__TASK OBJECTIVE__
Convert the lines of all the entries below into a numbered list with blank lines dropped, and leave the pictures out of your answer.

[Rows from a dataset for box labeling]

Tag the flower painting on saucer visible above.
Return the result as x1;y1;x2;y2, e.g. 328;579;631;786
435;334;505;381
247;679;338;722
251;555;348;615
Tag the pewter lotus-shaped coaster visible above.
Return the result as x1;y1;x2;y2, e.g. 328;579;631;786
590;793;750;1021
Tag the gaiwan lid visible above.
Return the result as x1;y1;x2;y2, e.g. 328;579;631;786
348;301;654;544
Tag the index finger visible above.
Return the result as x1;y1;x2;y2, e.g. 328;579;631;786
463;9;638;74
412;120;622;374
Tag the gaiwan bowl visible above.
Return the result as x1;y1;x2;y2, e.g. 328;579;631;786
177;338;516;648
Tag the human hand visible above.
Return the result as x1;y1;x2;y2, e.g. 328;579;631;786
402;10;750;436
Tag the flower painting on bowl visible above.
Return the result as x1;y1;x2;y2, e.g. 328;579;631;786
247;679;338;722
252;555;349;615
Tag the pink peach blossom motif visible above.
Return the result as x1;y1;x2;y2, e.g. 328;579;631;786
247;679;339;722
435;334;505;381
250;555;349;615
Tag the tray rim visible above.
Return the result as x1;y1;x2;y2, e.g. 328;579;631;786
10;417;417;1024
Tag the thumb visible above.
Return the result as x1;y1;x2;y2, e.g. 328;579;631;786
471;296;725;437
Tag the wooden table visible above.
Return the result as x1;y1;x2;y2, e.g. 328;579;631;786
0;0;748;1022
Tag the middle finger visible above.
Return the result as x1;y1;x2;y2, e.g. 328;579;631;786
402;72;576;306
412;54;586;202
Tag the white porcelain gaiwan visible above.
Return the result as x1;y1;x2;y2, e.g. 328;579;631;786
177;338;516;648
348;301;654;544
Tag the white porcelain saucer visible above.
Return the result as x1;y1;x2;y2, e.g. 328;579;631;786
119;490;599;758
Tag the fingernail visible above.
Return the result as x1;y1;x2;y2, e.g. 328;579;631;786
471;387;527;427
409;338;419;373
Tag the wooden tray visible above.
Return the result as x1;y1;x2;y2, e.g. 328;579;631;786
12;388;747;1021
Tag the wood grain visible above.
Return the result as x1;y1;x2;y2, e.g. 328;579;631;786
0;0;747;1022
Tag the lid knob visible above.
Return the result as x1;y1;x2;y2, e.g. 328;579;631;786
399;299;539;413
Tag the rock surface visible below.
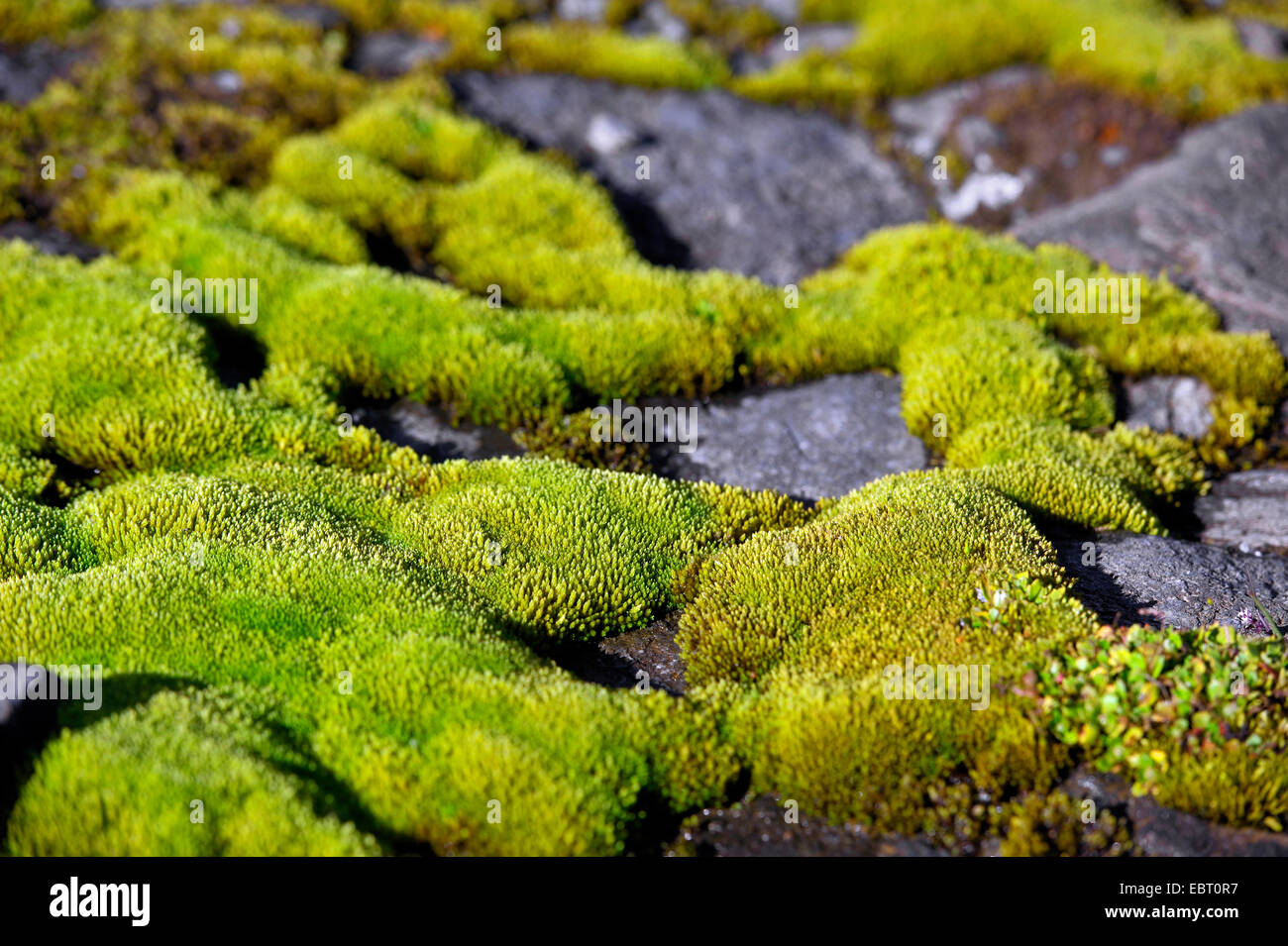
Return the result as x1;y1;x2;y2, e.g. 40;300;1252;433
1014;104;1288;350
451;72;924;283
653;372;928;499
353;397;524;462
551;611;690;696
1124;374;1212;438
1060;766;1288;857
349;30;450;78
1055;533;1288;628
1194;468;1288;555
669;794;944;857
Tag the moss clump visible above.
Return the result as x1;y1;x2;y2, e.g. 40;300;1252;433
1029;627;1288;831
733;0;1288;121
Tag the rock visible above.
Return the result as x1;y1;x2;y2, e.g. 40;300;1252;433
1055;533;1288;628
0;220;103;263
352;31;450;78
1013;104;1288;350
653;372;928;499
555;0;608;23
1234;18;1288;59
550;611;690;696
1124;374;1212;439
353;397;524;462
729;23;859;74
667;794;945;857
451;72;924;283
626;0;690;43
1060;766;1288;857
0;40;81;106
890;65;1043;158
1194;468;1288;554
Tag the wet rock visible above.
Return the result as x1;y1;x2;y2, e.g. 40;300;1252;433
1014;104;1288;350
351;31;451;78
667;794;944;857
1055;533;1288;628
653;372;928;499
1124;374;1212;438
0;40;81;106
1234;19;1288;59
353;397;524;462
550;611;690;696
890;65;1043;158
1060;766;1288;857
555;0;608;23
0;220;103;263
626;0;690;43
1194;468;1288;555
729;23;859;74
452;72;924;283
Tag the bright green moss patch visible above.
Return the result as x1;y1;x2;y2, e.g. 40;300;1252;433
731;0;1288;120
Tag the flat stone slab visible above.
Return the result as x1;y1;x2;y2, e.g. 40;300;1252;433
1055;533;1288;628
652;372;928;499
451;72;926;284
1194;468;1288;555
1013;104;1288;350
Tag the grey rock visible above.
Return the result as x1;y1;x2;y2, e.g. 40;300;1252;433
1060;766;1288;857
1194;468;1288;554
353;397;524;461
1055;533;1288;628
1124;374;1212;438
1234;18;1288;59
1013;104;1288;348
890;65;1042;159
555;0;608;23
353;31;451;78
551;611;690;696
653;372;928;499
0;40;80;106
626;0;690;43
452;72;924;283
729;23;859;74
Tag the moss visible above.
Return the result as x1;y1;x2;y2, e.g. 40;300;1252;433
0;0;94;44
731;0;1288;121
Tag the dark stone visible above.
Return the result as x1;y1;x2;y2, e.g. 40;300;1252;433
1014;104;1288;349
549;611;690;696
349;31;451;78
352;397;524;462
1055;533;1288;628
0;40;81;106
0;220;103;263
1234;18;1288;59
1124;374;1212;439
667;794;945;857
653;372;928;499
1060;766;1288;857
451;72;924;283
1194;468;1288;554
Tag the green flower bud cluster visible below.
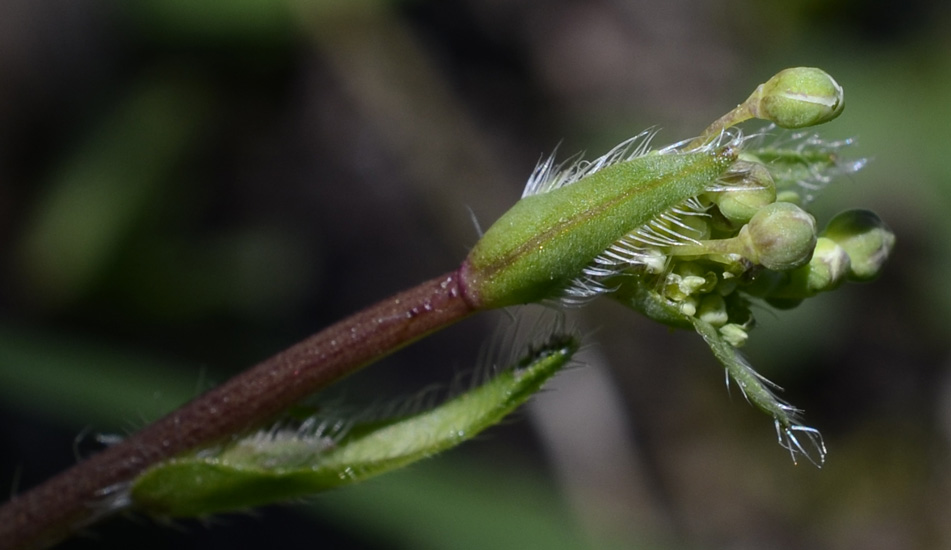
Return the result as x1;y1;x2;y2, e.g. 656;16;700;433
461;67;895;462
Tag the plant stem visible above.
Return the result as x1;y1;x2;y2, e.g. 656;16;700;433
0;271;477;550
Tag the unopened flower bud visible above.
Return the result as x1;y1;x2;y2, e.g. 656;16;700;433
805;237;851;293
720;323;750;348
739;202;816;271
710;161;776;227
697;292;730;327
822;209;895;281
747;67;845;128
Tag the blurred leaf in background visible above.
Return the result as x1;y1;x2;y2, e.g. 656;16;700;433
0;0;951;549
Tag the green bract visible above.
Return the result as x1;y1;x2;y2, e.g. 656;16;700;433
131;334;578;517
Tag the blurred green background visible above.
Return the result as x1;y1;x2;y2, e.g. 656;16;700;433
0;0;951;549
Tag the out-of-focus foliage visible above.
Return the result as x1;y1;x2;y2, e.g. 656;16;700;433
0;0;951;549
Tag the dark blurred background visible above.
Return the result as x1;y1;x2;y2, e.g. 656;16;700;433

__FINISHED TASK__
1. Tag the flower painting on saucer visible above.
2. Return the result as x1;y1;x2;y2, e.g. 328;579;631;786
3. 435;334;505;381
4. 247;679;338;722
5. 251;555;348;615
6. Tag the pewter lotus-shaped coaster visible above.
7. Return the result as x1;y1;x2;y2, e.g. 328;579;631;786
8. 590;793;750;1021
9. Tag the gaiwan lid visible above.
10. Return the result as x1;y1;x2;y2, e.g. 328;579;631;786
11. 348;301;654;544
12. Tag the index finger visible above.
13. Return the result as x1;y1;x2;y2, e.g. 328;579;631;786
14. 463;9;638;74
15. 412;120;622;374
16. Tag the gaiwan bowl visible above.
17. Return the result as x1;y1;x2;y2, e.g. 328;579;631;786
18. 177;338;516;648
19. Tag the human hand visible above.
20. Return the result as x1;y1;x2;y2, e.g. 328;579;631;786
21. 402;10;750;436
22. Tag the flower painting on bowl visible above.
23. Return the result as x1;y1;x2;y2, e.g. 328;579;631;786
24. 247;679;338;722
25. 252;555;349;615
26. Tag the pink peach blossom motif visible above.
27. Return the result as x1;y1;x2;y2, e.g. 328;579;631;786
28. 247;679;339;722
29. 435;334;505;381
30. 250;555;349;615
31. Tag the tray rim visible above.
32. Return the result as x1;y1;x2;y2, e.g. 328;579;631;786
33. 10;417;417;1024
34. Tag the thumb visible above.
35. Return the result as x1;y1;x2;y2, e.g. 328;579;631;786
36. 471;296;725;437
37. Tag the wooden table visible above.
38. Return the result as x1;y1;x2;y2, e.g. 328;579;631;786
39. 0;0;748;1022
40. Tag the middle finger visible above.
41. Return the result as x1;y1;x2;y2, e.g. 328;579;631;786
42. 402;72;576;306
43. 412;54;586;202
44. Tag the white porcelain gaiwan visible above.
45. Return the result as x1;y1;x2;y2, e.g. 328;579;631;786
46. 177;338;516;648
47. 348;301;654;544
48. Tag the white porcelain saucer visible above.
49. Return the result as x1;y1;x2;y2, e.g. 328;579;631;786
50. 119;490;599;758
51. Tag the fingernail visible above.
52. Return the result as x1;y1;x2;y2, e.g. 328;579;631;786
53. 471;387;527;427
54. 409;338;419;373
55. Tag the wooden tray visible above.
56. Return the result as x1;y1;x2;y2, e.g. 328;579;631;786
57. 12;388;747;1021
58. Tag the wood grain visible above.
59. Return the result as x1;y1;x2;y2, e.g. 328;579;631;786
60. 0;0;747;1022
61. Tag the lid knob visible above.
62. Return the result as x1;y1;x2;y2, e.g. 328;579;631;786
63. 399;299;539;413
64. Tag the rock surface visible below.
65. Return the result as x1;y1;x2;y2, e.g. 40;300;1252;433
66. 1014;104;1288;350
67. 451;72;924;283
68. 653;372;928;499
69. 353;397;524;462
70. 551;611;690;696
71. 1124;374;1212;438
72. 1060;766;1288;857
73. 349;30;450;78
74. 1055;533;1288;628
75. 1194;468;1288;555
76. 669;794;944;857
77. Tag the moss clump visible above.
78. Return the result as x1;y1;x2;y2, e.g. 40;300;1252;433
79. 1029;627;1288;831
80. 733;0;1288;121
81. Tag the rock visible above.
82. Return the result as x1;y1;x2;y2, e.g. 40;300;1252;433
83. 1055;533;1288;628
84. 0;220;103;263
85. 352;31;450;78
86. 1013;104;1288;350
87. 653;372;928;499
88. 555;0;608;23
89. 1234;18;1288;59
90. 550;611;690;696
91. 1124;374;1212;439
92. 353;397;524;462
93. 729;23;859;74
94. 667;794;945;857
95. 451;72;924;283
96. 626;0;690;43
97. 1060;766;1288;857
98. 0;40;81;106
99. 890;65;1043;158
100. 1194;468;1288;554
101. Tag the wet rock visible above.
102. Return the result as x1;y1;x2;y2, e.g. 40;300;1252;433
103. 1014;104;1288;350
104. 351;31;451;78
105. 667;794;944;857
106. 1055;533;1288;628
107. 653;372;928;499
108. 1124;374;1212;438
109. 0;40;81;106
110. 1234;19;1288;59
111. 353;397;524;462
112. 550;611;690;696
113. 890;65;1043;158
114. 1060;766;1288;857
115. 555;0;608;23
116. 0;220;103;263
117. 626;0;690;43
118. 1194;468;1288;555
119. 729;23;859;74
120. 452;72;924;283
121. Tag the bright green moss patch visible above.
122. Return the result as x1;y1;x2;y2, e.g. 40;300;1252;433
123. 731;0;1288;120
124. Tag the flat stone slab visible above.
125. Return the result as x1;y1;x2;y2, e.g. 40;300;1252;433
126. 1055;533;1288;628
127. 652;372;928;499
128. 451;72;926;284
129. 1194;468;1288;555
130. 1013;104;1288;350
131. Tag the grey rock visible above.
132. Return the result as x1;y1;x2;y2, e.g. 40;300;1252;433
133. 1060;766;1288;857
134. 1194;468;1288;554
135. 353;397;524;461
136. 1055;533;1288;628
137. 1124;374;1212;438
138. 1234;18;1288;59
139. 1013;104;1288;348
140. 890;65;1042;159
141. 555;0;608;23
142. 353;31;451;78
143. 551;611;690;696
144. 653;372;928;499
145. 0;40;80;106
146. 626;0;690;43
147. 452;72;924;283
148. 729;23;859;74
149. Tag the moss visible above.
150. Return the result as x1;y1;x2;y2, e.g. 40;300;1252;433
151. 0;0;94;44
152. 731;0;1288;121
153. Tag the dark stone visible above.
154. Return the result as x1;y1;x2;y2, e.g. 40;300;1252;433
155. 1014;104;1288;349
156. 549;611;690;696
157. 349;31;451;78
158. 352;397;524;462
159. 1055;533;1288;628
160. 0;40;81;106
161. 0;220;103;263
162. 1234;18;1288;59
163. 1124;374;1212;439
164. 667;794;945;857
165. 653;372;928;499
166. 1060;766;1288;857
167. 451;72;924;283
168. 1194;468;1288;554
169. Tag the green flower bud cluster visible below.
170. Return the result as x1;y1;x2;y2, e.g. 656;16;700;433
171. 461;67;895;462
172. Tag the plant stem visible above.
173. Return the result as x1;y1;x2;y2, e.g. 656;16;700;433
174. 0;271;477;550
175. Tag the unopened flower bud visible above.
176. Return the result as x1;y1;x2;y2, e.g. 656;16;700;433
177. 805;237;851;293
178. 720;323;750;348
179. 739;202;816;271
180. 710;161;776;227
181. 697;292;730;327
182. 822;209;895;281
183. 747;67;845;128
184. Tag the blurred leaf in background visible above.
185. Return the result as x1;y1;x2;y2, e.g. 656;16;700;433
186. 0;0;951;549
187. Tag the green bract visible above.
188. Return the result as x1;y1;x2;y2, e.g. 656;16;700;433
189. 131;334;578;517
190. Tag the blurred green background visible above.
191. Return the result as x1;y1;x2;y2, e.g. 656;16;700;433
192. 0;0;951;549
193. Tag the out-of-focus foliage visible above.
194. Return the result as x1;y1;x2;y2, e.g. 656;16;700;433
195. 0;0;951;549
196. Tag the dark blurred background visible above.
197. Return the result as x1;y1;x2;y2, e.g. 656;16;700;433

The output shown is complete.